▶ [Exercise] Update the post about the song "Mine": copy it starting with "Ok, I admit..." and going on through "to think about.", swapping "catchy" for "memorable".

Tuesday, November 23, 2010

"Swift Love"

Ok, I admit... I like two or three of Taylor Swifts songs. They're catchy, and a couple of them are just sweet love songs. Her newest one, "Mine," gets stuck in my head more often than not. The fact that I heard it 4 times in the 6 hours I worked today might have something to do with that... (I also heard "Love Story" twice and "You Belong With Me" three times. Oh, how I wish we had better music options at work!) "Mine" is the story of a college guy and girl who fall in love... One of the lines in her song struck me today and gave me something to think about.

I was a flat risk afraid of fallin',
Wondering why we bother with love if it never lasts.

Ouch.
Is that really what it's come to? Are we really afraid to fall in love because we don't think it has any chance of lasting? The evidence is sadly there, with the divorce rate in America being over 50%. If you look at high school and even college relationships, you see the "date 'em and dump 'em" mentality becoming increasingly popular. If this were the way I operated, I could see why people think this way.
Swift's song goes on to have a somewhat decent ending. She and the boyfriend have a fight and she runs out onto the street, convinced he is about to dump her because "that's all she's ever known." He apparently has some smarts, because he follows her out into the street and tells her he will never leave her alone.
I'm fairly sure that this is the first song I've heard lately where the couple actually stays together.
I'm realizing the more that I think about love, the more I realize that I have a rather special perspective of it.
Why?
Because of my parents. I'm blaming them ;-).
Twenty-six years of marriage, and I'm pretty sure they are more in love than they were when they first said "I do." My parents have given me an incredible example of what it means to be in love. What it means to love. For better or for worse, in sickness and in health, they have loved each other endlessly. They have survived 4 kids, job changes, and cancer...
When Mom was sick, I watched Dad serve her selflessly. He never complained when she needed to go to the ED suddenly after a chemo treatment, he never got frustrated with the long nights of sickness, he thought she was beautiful bald, he slept long nights in the hospital. I watched as he loved her in a way he hadn't before. It was subtle in a way, but there was a definite change. To see how caring, protective, and affectionate he was towards her while she was so sick was amazing. Especially when that kind of experience tears so many people apart.
There is something about stepping back and watching them, that makes me smile... Their date nights, their dances in the kitchen, their jokes, Dad hiding while he plays the banjo, hearing them talk late into the night, their kisses (in aisle 13!), their tears, their prayers, and their obvious affection 26 years later.
Watching the way my parents love each other has given me some high standards of what Love truly is. Unlike Taylor Swift, I know love DOES last. Sacrificial Love, the kind my parents have shown to each other, can last a lifetime.
Mom, Dad... I love you both! I am so thankful for parents that I can go to, parents who know me, parents who have taught me what it means to Love the way that Christ Loves, even when it's difficult and the world says "quit." Thank you for your example of sacrificial Love, for setting my expectations high, and for allowing me to watch as you both learned to Love through different situations!! I know now that true Love is not instant, but a constant journey that only gets sweeter as the days go on.

(Entries taken from a collection)
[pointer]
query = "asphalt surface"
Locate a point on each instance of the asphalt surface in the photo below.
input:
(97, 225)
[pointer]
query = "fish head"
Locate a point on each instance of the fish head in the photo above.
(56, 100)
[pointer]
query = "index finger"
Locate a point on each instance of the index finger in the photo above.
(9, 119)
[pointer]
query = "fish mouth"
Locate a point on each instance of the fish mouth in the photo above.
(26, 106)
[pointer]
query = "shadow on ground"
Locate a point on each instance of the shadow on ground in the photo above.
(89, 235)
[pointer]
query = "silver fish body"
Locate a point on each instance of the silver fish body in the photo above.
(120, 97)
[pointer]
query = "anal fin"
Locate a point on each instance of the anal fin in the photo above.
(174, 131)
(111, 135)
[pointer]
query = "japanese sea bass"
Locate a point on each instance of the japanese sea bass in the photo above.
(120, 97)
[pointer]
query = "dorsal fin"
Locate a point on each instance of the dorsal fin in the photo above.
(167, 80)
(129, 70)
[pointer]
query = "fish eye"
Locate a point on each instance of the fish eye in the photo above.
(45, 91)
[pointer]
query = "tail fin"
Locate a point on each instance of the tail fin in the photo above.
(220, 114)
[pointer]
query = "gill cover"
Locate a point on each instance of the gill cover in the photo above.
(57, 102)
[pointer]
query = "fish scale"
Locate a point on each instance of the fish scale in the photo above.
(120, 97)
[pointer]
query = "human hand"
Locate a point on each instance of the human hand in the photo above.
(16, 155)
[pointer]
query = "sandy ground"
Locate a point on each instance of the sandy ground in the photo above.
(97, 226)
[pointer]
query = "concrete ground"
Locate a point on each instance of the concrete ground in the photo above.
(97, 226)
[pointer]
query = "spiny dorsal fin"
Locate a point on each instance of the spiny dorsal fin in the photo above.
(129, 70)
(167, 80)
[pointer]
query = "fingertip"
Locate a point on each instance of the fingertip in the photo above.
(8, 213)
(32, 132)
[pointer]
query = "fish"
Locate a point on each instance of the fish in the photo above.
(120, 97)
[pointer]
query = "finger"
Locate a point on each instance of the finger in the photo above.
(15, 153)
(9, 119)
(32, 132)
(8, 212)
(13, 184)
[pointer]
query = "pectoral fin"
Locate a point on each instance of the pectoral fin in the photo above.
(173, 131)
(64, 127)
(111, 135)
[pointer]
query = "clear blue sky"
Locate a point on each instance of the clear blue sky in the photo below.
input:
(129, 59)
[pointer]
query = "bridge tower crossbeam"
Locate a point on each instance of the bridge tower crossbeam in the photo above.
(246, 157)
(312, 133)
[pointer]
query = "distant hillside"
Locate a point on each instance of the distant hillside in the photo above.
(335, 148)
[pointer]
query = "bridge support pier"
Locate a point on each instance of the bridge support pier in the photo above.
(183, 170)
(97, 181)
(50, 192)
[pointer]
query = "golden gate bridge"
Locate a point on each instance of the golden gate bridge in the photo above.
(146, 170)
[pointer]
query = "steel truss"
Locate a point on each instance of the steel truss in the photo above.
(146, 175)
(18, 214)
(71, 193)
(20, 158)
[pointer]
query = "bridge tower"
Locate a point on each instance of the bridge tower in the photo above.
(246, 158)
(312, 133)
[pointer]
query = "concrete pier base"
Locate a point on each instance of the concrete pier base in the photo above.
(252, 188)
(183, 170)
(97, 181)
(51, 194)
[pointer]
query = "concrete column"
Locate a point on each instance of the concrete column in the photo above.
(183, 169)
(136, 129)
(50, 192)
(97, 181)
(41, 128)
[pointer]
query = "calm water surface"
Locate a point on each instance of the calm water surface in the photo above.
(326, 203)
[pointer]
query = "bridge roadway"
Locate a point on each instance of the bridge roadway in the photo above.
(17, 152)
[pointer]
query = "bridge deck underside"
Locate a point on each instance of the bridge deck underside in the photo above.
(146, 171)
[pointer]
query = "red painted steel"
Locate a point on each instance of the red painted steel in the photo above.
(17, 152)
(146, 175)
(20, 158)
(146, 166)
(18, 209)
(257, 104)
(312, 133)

▶ [Answer for the task]
Ok, I admit... I like two or three of Taylor Swifts songs. They're memorable, and a couple of them are just sweet love songs. Her newest one, "Mine," gets stuck in my head more often than not. The fact that I heard it 4 times in the 6 hours I worked today might have something to do with that... (I also heard "Love Story" twice and "You Belong With Me" three times. Oh, how I wish we had better music options at work!) "Mine" is the story of a college guy and girl who fall in love... One of the lines in her song struck me today and gave me something to think about.